What the exercise asks
Take each line of the records below that contains the string "noun" and copy it.

Stored items
^^^^^^^^
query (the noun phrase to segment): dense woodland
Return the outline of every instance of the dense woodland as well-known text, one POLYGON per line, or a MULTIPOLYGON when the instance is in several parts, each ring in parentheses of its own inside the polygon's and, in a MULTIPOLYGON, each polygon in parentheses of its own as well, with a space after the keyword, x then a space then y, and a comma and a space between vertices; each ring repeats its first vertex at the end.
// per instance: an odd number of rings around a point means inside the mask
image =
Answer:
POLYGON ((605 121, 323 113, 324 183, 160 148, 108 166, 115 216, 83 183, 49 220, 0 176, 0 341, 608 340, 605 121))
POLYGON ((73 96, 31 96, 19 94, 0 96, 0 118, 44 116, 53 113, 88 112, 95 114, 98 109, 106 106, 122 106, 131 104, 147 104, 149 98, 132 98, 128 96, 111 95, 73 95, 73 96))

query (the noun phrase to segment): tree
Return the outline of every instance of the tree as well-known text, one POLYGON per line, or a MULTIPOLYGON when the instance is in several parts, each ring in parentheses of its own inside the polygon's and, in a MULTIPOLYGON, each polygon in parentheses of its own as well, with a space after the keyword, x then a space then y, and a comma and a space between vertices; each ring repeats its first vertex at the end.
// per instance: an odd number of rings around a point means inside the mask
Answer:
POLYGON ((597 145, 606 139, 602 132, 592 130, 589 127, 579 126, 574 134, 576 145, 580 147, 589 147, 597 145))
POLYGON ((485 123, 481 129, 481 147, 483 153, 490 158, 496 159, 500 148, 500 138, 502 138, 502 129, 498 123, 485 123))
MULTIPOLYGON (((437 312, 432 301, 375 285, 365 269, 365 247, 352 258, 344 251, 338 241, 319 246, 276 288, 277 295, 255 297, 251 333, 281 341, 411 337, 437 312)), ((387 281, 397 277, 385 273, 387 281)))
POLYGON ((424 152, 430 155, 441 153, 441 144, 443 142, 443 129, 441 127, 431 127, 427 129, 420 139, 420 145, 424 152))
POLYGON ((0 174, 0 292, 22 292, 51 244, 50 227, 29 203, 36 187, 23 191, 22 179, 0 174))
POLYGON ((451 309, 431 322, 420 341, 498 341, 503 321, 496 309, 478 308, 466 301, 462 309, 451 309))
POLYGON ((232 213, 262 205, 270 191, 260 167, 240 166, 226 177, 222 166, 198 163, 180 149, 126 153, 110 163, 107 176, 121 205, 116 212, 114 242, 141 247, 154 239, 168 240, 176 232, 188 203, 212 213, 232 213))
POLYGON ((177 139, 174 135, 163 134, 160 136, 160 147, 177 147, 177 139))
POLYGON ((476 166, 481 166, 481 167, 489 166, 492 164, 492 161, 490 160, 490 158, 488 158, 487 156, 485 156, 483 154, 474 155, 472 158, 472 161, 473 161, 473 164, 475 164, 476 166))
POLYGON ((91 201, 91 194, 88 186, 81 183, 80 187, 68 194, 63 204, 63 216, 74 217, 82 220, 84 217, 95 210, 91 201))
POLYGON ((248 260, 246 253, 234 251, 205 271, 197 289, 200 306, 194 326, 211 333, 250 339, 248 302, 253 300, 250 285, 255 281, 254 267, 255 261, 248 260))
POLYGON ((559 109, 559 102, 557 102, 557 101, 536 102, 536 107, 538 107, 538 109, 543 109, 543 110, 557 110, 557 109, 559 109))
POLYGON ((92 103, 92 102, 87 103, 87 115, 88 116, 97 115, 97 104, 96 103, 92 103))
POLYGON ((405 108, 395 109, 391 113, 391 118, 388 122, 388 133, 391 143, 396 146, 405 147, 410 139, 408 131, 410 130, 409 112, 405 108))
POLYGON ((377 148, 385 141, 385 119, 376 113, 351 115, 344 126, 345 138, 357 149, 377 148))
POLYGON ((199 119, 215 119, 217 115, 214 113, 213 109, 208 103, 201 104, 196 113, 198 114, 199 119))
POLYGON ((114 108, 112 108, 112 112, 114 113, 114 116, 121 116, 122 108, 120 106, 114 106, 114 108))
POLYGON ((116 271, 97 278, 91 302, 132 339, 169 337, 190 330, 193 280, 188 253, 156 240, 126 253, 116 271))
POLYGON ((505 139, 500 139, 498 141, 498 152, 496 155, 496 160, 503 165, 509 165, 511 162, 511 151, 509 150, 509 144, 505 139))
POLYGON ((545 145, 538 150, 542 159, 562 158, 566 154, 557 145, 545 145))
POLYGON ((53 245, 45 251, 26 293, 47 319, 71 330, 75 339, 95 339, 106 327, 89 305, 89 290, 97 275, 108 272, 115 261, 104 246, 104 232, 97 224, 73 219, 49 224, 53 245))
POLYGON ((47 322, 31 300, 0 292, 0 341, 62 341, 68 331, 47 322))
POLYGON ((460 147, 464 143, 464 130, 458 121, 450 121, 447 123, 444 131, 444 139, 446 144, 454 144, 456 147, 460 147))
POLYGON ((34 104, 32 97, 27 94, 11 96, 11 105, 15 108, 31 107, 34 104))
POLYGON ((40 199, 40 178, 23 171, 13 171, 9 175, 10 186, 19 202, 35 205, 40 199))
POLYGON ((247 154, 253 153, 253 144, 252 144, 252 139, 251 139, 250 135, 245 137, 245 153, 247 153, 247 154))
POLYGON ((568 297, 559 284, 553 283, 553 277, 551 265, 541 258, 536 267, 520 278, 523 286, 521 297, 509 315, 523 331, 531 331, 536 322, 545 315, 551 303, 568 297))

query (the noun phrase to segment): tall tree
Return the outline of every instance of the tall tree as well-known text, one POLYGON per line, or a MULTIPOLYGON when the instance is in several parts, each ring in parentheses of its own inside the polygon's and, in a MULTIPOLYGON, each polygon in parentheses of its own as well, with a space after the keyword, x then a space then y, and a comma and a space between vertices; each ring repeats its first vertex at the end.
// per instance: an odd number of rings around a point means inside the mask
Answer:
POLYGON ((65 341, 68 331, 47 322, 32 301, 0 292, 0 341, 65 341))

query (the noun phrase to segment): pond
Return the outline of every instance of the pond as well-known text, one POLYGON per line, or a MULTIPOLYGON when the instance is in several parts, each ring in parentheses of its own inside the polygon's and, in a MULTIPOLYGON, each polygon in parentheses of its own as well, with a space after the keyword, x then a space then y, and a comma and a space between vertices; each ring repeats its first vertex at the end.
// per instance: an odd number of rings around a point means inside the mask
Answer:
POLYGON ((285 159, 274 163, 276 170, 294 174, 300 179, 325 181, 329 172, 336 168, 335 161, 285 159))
^^^^^^^^
Completed exercise
query (the noun phrase to segment): dense woodland
query (the noun phrase to segment): tree
query (the noun phrase to segment): tall tree
query (the noun phrase to segment): pond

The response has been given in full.